- [Task requirements]:
[a] Using the post on legacy DLL threading, answer these:
(i) In what version of Delphi is the customer's DLL written?
(ii) In what month was the first version of the client/server interface deployed?
(iii) About what share of calls to the DLL failed with errors and exceptions?
[b] Reproduce the part of the post on legacy DLL threading that starts at "One of the interfaces" and ends at "a mock function.", word for word.

S h o r t S t o r i e s

// Tales from software development

Archive for September 2010

Threading issues with legacy unmanaged DLLs

leave a comment »

One of the interfaces that I’ve recently written allows a desktop application to request data from a remote data store.

The desktop application sends its request to a remoting server running as a Windows Service on a LAN server that then calls the customer’s interface to retrieve the data. The customer’s interface is implemented as a Delphi 6 DLL that was written in 2002 and has not been updated since. The Windows Service uses P/Invoke to call the DLL.

The development of the interface was difficult because there was no test environment and the customer would not allow any testing in their live environment. The call to the DLL had to be replaced with a mock function.

The initial implementation of the client/server interface was deployed in April and was tested successfully. There were suspicions that the customer’s testing wasn’t very rigorous but this was their responsibility and we didn’t believe that there were any problems with the interface.

Inevitably, it was only a couple of weeks ago in the week before the go-live date for the project that the customer did some serious testing and discovered that there were serious problems with the interface. The DLL failed with errors and exceptions on approximately 40% of the calls that were made to it. Curiously, one of the error messages was “KILLED :”. The customer didn’t know what this signified and it had never been seen in any other interface that called the DLL.

After a bit of head scratching I began to think that this was a threading issue. The Windows Service was receiving requests from multiple clients and each would be running on its own thread.

- [Recorded information]:
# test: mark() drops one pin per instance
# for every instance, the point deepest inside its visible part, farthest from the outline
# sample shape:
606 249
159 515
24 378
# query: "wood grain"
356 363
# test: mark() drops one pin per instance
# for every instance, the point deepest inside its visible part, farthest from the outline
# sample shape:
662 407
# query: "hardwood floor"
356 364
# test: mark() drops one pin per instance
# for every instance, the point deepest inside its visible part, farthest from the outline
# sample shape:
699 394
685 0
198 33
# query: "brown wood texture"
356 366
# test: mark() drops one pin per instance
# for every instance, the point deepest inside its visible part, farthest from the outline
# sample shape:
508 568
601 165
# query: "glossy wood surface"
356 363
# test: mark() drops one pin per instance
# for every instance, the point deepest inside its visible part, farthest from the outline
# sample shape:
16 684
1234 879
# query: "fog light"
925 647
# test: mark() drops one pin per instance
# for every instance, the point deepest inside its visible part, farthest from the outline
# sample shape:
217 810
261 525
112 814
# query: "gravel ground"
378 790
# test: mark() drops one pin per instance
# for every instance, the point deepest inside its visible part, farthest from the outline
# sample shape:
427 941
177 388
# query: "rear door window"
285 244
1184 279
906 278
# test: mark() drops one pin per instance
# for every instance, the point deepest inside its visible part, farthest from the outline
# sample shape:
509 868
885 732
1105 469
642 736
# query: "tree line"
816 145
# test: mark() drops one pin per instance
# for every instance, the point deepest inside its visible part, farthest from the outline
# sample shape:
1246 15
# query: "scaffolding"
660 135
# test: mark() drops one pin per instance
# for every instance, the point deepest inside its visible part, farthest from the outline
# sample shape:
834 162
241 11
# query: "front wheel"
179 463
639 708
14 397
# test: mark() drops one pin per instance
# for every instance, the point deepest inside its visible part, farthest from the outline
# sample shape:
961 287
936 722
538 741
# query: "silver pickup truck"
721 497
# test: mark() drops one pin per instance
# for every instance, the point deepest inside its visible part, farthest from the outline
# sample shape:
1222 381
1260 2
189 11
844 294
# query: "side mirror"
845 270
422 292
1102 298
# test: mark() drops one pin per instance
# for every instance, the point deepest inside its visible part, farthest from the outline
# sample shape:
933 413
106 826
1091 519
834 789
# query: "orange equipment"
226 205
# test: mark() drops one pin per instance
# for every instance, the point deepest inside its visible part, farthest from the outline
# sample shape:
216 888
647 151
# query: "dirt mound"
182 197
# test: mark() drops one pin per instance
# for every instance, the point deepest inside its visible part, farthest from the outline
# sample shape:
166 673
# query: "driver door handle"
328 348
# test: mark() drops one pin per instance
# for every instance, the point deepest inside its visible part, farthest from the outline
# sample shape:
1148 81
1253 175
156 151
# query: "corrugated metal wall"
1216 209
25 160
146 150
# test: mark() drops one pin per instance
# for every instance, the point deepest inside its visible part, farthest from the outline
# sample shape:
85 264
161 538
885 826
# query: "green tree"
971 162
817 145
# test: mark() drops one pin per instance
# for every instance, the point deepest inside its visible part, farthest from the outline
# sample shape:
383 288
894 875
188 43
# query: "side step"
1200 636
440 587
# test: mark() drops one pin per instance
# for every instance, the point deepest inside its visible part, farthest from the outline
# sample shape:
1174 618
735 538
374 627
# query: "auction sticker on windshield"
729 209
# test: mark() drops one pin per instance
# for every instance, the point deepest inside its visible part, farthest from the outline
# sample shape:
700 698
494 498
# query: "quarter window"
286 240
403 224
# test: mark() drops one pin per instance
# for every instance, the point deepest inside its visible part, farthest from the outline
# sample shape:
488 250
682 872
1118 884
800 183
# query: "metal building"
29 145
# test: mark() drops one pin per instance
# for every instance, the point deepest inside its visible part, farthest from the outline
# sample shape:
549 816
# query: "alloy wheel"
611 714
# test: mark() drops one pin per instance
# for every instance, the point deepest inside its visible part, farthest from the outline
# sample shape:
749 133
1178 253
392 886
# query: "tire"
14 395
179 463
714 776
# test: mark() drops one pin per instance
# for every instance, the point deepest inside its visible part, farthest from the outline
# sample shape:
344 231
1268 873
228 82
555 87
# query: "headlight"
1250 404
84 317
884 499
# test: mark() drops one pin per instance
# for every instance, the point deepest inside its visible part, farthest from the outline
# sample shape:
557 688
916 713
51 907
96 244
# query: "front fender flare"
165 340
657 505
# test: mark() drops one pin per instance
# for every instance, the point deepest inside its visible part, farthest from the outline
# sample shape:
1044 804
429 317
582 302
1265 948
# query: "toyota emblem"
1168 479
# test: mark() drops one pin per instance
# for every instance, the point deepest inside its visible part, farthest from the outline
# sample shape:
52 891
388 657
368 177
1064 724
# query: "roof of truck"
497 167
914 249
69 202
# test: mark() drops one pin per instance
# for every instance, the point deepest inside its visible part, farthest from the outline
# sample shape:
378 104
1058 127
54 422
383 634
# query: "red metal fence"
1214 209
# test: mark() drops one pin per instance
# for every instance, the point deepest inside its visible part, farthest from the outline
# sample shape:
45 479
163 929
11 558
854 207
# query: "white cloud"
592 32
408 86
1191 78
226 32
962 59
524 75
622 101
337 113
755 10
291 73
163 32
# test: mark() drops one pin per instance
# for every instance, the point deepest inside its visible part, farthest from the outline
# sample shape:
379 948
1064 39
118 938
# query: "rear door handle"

* * *

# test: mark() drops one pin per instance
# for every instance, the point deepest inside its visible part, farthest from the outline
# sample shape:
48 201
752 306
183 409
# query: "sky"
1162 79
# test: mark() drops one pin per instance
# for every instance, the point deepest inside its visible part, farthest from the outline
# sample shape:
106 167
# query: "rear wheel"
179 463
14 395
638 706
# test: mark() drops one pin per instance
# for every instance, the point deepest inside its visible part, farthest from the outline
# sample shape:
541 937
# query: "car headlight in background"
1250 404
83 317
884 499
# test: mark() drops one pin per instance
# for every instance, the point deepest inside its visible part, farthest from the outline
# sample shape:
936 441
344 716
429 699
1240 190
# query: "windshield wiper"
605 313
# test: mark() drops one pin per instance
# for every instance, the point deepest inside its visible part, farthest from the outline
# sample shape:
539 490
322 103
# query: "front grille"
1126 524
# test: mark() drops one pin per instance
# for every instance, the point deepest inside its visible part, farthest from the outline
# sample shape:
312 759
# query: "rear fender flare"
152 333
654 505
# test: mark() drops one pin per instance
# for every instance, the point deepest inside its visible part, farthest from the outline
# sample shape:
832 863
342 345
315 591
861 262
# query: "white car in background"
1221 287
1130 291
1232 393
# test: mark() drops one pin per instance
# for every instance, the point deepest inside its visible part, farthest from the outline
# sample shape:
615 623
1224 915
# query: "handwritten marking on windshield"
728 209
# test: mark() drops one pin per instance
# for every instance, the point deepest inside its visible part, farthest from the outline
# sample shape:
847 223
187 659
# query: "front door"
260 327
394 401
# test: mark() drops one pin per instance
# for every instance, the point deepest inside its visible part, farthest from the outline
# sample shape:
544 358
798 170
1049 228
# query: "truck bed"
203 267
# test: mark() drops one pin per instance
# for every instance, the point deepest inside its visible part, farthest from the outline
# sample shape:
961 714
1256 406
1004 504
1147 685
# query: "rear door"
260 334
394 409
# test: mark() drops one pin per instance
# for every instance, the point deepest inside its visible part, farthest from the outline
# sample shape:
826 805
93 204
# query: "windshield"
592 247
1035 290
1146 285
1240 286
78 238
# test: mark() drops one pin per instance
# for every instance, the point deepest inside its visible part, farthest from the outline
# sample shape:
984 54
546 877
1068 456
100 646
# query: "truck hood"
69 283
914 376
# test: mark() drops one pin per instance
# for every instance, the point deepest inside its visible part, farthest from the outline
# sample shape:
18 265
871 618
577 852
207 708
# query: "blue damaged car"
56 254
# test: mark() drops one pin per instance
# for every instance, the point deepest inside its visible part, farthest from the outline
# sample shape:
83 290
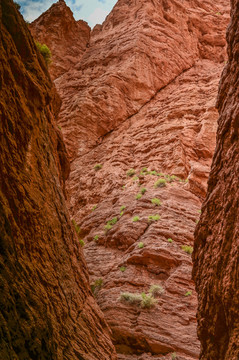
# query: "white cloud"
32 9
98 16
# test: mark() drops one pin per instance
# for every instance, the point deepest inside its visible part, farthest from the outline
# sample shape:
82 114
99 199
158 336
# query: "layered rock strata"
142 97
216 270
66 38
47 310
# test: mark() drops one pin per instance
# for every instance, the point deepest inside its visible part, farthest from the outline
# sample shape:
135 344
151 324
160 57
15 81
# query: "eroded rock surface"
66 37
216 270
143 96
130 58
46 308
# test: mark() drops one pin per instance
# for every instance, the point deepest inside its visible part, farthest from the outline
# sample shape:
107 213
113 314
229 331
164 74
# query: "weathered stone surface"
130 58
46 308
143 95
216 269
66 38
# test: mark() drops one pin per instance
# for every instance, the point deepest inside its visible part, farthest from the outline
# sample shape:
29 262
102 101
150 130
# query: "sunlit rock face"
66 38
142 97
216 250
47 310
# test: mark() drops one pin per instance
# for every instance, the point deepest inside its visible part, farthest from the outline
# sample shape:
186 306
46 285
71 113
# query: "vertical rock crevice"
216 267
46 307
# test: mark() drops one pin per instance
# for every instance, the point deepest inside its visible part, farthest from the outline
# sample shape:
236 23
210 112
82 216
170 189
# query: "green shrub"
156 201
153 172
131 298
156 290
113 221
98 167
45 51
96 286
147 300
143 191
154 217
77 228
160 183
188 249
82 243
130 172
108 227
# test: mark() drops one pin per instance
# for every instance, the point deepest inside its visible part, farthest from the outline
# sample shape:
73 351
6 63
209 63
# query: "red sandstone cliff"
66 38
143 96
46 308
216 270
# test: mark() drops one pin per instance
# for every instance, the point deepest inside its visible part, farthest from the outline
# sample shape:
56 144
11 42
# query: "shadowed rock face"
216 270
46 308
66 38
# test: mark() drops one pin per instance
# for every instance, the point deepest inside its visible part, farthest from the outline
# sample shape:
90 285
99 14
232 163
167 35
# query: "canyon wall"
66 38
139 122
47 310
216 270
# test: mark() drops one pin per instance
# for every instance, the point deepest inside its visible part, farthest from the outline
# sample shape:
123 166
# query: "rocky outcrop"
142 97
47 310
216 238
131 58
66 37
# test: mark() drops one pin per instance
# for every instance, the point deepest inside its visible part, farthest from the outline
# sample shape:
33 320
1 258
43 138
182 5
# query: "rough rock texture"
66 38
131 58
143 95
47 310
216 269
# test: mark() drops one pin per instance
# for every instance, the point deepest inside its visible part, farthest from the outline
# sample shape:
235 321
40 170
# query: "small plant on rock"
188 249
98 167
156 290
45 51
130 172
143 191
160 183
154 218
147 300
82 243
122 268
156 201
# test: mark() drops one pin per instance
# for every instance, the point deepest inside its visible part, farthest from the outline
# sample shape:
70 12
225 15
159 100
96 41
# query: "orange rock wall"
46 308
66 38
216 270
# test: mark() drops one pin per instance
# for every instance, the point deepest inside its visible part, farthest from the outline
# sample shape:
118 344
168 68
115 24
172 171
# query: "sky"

- [Answers for this exercise]:
[a]
(i) Delphi 6
(ii) April
(iii) Approximately 40%

[b]
One of the interfaces that I’ve recently written allows a desktop application to request data from a remote data store.

The desktop application sends its request to a remoting server running as a Windows Service on a LAN server that then calls the customer’s interface to retrieve the data. The customer’s interface is implemented as a Delphi 6 DLL that was written in 2002 and has not been updated since. The Windows Service uses P/Invoke to call the DLL.

The development of the interface was difficult because there was no test environment and the customer would not allow any testing in their live environment. The call to the DLL had to be replaced with a mock function.